PROVIDED RECORDS —
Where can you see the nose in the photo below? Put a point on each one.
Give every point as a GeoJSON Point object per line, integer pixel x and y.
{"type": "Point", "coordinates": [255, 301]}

...

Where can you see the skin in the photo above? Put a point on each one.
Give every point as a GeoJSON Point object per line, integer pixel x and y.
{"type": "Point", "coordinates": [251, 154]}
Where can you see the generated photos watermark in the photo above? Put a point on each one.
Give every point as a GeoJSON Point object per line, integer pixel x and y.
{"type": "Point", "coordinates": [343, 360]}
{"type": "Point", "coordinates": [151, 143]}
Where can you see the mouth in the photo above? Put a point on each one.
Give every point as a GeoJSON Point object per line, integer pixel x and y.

---

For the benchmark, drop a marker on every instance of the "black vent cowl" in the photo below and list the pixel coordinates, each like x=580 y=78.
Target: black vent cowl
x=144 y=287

REQUIRED WORK — Reproduce the listing from the line containing "For the benchmark, drop" to the line containing "x=144 y=287", both included, and give only those lines. Keep the request lines unchanged, but multiply every coordinate in the answers by 0.65 and round to whole numbers, with halves rounded up.

REPLY —
For the benchmark, drop a marker on every instance of the "black vent cowl" in the photo below and list the pixel coordinates, each like x=580 y=78.
Target: black vent cowl
x=94 y=187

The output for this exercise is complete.